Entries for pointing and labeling
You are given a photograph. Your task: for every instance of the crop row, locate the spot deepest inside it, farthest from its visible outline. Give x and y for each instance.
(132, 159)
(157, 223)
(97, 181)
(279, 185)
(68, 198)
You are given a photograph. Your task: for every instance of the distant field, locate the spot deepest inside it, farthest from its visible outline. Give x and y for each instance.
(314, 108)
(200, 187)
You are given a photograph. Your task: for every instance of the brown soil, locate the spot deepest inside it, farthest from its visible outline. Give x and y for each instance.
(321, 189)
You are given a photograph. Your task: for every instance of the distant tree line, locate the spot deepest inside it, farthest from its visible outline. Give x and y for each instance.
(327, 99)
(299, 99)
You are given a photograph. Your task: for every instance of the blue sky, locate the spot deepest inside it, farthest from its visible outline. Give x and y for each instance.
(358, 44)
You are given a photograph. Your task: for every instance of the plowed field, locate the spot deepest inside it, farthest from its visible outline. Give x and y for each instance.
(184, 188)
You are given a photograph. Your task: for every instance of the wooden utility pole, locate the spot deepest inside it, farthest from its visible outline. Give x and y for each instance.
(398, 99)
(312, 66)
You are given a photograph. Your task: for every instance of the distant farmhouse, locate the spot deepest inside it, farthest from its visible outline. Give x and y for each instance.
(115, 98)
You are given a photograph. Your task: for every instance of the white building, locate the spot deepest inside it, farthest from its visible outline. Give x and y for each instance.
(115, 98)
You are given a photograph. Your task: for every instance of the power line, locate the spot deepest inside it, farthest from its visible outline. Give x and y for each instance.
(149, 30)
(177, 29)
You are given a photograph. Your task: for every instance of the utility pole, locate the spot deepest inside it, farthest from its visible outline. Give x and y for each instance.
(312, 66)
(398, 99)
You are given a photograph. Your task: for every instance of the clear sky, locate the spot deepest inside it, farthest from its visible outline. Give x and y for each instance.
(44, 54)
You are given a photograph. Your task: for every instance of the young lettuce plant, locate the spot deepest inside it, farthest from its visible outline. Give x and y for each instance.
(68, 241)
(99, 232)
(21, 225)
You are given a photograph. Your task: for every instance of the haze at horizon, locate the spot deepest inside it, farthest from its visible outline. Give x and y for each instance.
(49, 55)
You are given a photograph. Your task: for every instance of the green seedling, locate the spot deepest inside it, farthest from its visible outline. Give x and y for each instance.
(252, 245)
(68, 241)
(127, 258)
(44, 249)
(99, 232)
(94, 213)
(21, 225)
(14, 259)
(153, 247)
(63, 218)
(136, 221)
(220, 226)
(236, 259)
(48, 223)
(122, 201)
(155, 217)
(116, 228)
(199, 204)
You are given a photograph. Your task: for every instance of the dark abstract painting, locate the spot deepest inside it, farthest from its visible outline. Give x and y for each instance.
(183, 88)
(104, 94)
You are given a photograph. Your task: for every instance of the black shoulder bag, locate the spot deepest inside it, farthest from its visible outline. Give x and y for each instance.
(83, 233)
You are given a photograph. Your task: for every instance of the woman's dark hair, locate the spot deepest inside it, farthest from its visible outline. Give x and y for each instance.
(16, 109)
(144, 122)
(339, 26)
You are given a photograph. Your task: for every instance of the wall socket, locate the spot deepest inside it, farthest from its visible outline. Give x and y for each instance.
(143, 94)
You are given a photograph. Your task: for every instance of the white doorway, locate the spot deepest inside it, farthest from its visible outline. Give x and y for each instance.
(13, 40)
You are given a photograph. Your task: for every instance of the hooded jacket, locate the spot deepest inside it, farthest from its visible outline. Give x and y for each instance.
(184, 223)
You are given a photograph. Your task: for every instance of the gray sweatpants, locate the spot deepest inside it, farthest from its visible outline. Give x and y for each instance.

AIM
Duplicate the rows word for word, starting at the line that contains "white doorway, locate" and continuing through the end of the rows, with both the first and last lines included.

WRITTEN SOLUTION
You are given a photograph. Your task: for every instance of the white doorway, locate the spot deepest inside it, farthest from its visible outline. Give x and y for each instance.
(13, 40)
You are given a photograph. Your task: for every instance of the hooded jacket, locate the spot deepest inside it, farthest from its visible outline. Give x and y for each instance.
(184, 223)
You are given a photograph. Your task: for every instance of the gray sweatpants, locate the spot deepest inside it, farthest from its visible outline. Give x and y for each instance.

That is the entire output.